The Waukee Community School District has a page on its website titled “Equity and Inclusion.” The school district states on the page that it “is committed to providing an equitable education for all students.” The page has a section called “Important Definitions.” A few of the definitions include “equity,” “inclusion,” and “identity.” The school district defines “identity” as “the characteristics that define who people are, the way they think about themselves, and how they are viewed by the world.” The school district then includes “ethnicity,” “gender,” and “race” as traits of someone’s identity.
The school district’s website also has additional equity pages detailing the district’s equity goals and plans. One equity page is titled “Culture of Belonging.” The page lists four “actions toward change” that the school district plans to achieve:
- Build partnerships and community.
- Repair harm and restore relationships.
- Affirm differences and uniqueness.
- Presume competence and positive intent.
The school district’s website also has a page titled “Waukee Equity Standards.” The page claims that the “Waukee Equity Standards are a set of anchor standards and age-appropriate learning outcomes divided into four domains: identity, diversity, justice, and action.” The school district also appears to explain on the page that the purpose of these standards is to turn students into political activists. The page continues to state:
The standards provide a common language and organizational structure to help reduce prejudice and advocate for positive change. In today’s world, these are essential skills for all humans. Teachers will use the standards to guide classroom discussions and learning opportunities making our schools more inclusive and safe.
The equity standards include teaching children as young as in kindergarten to “name some of [their] identities.” By their senior year, students should be able to know their “family history and cultural background” and be able to describe how their “own identity is informed and shaped by [their] history and culture.” High school students are also expected to “understand that diversity includes the topics of discrimination as well as the enactment and enforcement of laws which impacted the development of identities and cultures.”
The equity standards also include teaching children as young as in kindergarten about perceived “discrimination.” From the sixth to ninth grade, students should be able to “recognize and describe unfairness and injustices in many forms including attitudes, speech, behaviors, practices, and laws.” At this same point in school, students should be “aware that words, behaviors, unjust practices and laws can affect people in society, based on group or individual identities.”
The school district’s equity standards additionally include encouraging kindergartners to “express empathy and stand up to exclusion, prejudice, and injustice.” High school students are expected to “have the courage to speak up to people when their words, actions, or views are biased and hurtful.” High school students are also expected to “join with peers, family, and community members to plan and carry out action against exclusion, prejudice, and discrimination.”
The school district’s equity standards appear to be taken directly from Learning for Justice’s Social Justice Standards. Learning for Justice has pushed for its “Social Justice Standards” to be adopted in schools throughout the country. The document for these standards includes goals to achieve for students. One goal is that “students will develop language and historical and cultural knowledge that affirm and accurately describe their membership in multiple identity groups.” Another goal appears to outright state that the purpose of the “Social Justice Standards” is to turn students into political activists: “Students will make principled decisions about when and how to take a stand against bias and injustice in their everyday lives and will do so despite negative peer or group pressure.”

## Set tasks
(a) Answer these questions using the article on Waukee's equity pages:
(i) Which three traits does the district list as traits of someone's identity?
(ii) How many "actions toward change" does the "Culture of Belonging" page list?
(iii) Into which domains are the Waukee Equity Standards divided?
(b) Can you repeat the part of the article on Waukee's equity pages starting with "- Presume competence" and going on through "inclusive and safe."?
(c) Does each statement below agree with the article on Waukee's equity pages? Answer yes or no, and quote the words that decide it.
(i) The Waukee Equity Standards are divided into five domains.
(ii) High school students are expected to speak up when people's words are biased and hurtful.
(iii) Kindergartners are expected to name some of their identities.

## Provided material
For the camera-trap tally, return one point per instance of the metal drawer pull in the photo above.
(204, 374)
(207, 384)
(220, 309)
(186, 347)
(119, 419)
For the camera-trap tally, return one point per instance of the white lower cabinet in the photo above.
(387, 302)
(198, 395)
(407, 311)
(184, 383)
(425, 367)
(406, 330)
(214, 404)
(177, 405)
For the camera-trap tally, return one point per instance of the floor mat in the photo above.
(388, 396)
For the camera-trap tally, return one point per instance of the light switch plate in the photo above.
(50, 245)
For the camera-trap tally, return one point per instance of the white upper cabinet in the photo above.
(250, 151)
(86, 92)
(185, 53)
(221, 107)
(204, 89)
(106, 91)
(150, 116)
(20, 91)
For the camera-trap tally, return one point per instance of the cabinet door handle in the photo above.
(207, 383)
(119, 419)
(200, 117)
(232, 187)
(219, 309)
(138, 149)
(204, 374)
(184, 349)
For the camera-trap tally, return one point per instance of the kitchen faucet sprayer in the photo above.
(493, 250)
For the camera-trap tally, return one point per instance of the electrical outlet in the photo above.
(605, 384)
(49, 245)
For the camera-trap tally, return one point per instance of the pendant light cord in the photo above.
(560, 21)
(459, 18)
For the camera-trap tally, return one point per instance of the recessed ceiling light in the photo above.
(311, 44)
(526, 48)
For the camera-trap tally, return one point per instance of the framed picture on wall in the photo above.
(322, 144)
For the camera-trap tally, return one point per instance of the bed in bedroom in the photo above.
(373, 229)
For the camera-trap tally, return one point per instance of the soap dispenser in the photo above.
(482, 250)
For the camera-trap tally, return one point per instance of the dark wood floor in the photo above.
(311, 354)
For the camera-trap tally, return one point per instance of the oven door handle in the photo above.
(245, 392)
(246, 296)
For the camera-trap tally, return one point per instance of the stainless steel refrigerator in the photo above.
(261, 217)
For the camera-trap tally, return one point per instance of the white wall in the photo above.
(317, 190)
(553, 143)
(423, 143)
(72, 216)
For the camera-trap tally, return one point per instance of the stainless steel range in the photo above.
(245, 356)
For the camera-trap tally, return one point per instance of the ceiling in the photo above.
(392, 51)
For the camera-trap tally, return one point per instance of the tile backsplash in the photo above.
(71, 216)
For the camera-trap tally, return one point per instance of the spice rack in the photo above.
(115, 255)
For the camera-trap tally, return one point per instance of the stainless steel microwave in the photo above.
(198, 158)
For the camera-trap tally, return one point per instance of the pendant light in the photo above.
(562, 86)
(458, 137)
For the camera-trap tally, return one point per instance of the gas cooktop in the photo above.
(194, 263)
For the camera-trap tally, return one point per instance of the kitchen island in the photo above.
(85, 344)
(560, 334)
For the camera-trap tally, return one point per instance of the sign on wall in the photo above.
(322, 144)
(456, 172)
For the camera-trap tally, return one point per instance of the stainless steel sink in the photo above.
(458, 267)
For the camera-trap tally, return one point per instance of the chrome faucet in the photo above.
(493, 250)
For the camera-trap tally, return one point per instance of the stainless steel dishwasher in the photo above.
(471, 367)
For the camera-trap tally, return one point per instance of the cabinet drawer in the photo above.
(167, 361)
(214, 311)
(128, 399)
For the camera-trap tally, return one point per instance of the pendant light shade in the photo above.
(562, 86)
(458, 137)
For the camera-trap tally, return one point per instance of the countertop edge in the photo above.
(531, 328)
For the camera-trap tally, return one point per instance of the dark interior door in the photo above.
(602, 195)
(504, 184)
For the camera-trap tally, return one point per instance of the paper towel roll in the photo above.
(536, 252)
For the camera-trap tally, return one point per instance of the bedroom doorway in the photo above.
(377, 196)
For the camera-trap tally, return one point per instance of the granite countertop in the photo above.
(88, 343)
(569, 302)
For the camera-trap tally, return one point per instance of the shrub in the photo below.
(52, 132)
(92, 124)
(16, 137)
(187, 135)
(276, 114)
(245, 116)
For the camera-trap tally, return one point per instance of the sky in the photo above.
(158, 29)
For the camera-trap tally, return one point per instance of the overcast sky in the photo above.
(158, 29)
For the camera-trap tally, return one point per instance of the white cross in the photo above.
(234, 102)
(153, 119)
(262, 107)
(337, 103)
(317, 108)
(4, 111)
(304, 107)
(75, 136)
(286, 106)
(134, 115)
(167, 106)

## Answers provided
(a)
(i) Ethnicity, gender, and race.
(ii) Four.
(iii) Identity, diversity, justice, and action.

(b)
- Presume competence and positive intent.
The school district’s website also has a page titled “Waukee Equity Standards.” The page claims that the “Waukee Equity Standards are a set of anchor standards and age-appropriate learning outcomes divided into four domains: identity, diversity, justice, and action.” The school district also appears to explain on the page that the purpose of these standards is to turn students into political activists. The page continues to state:
The standards provide a common language and organizational structure to help reduce prejudice and advocate for positive change. In today’s world, these are essential skills for all humans. Teachers will use the standards to guide classroom discussions and learning opportunities making our schools more inclusive and safe.

(c)
(i) No: "divided into four domains: identity, diversity, justice, and action."
(ii) Yes: "High school students are expected to “have the courage to speak up to people when their words, actions, or views are biased and hurtful.”"
(iii) Yes: "The equity standards include teaching children as young as in kindergarten to “name some of [their] identities.”"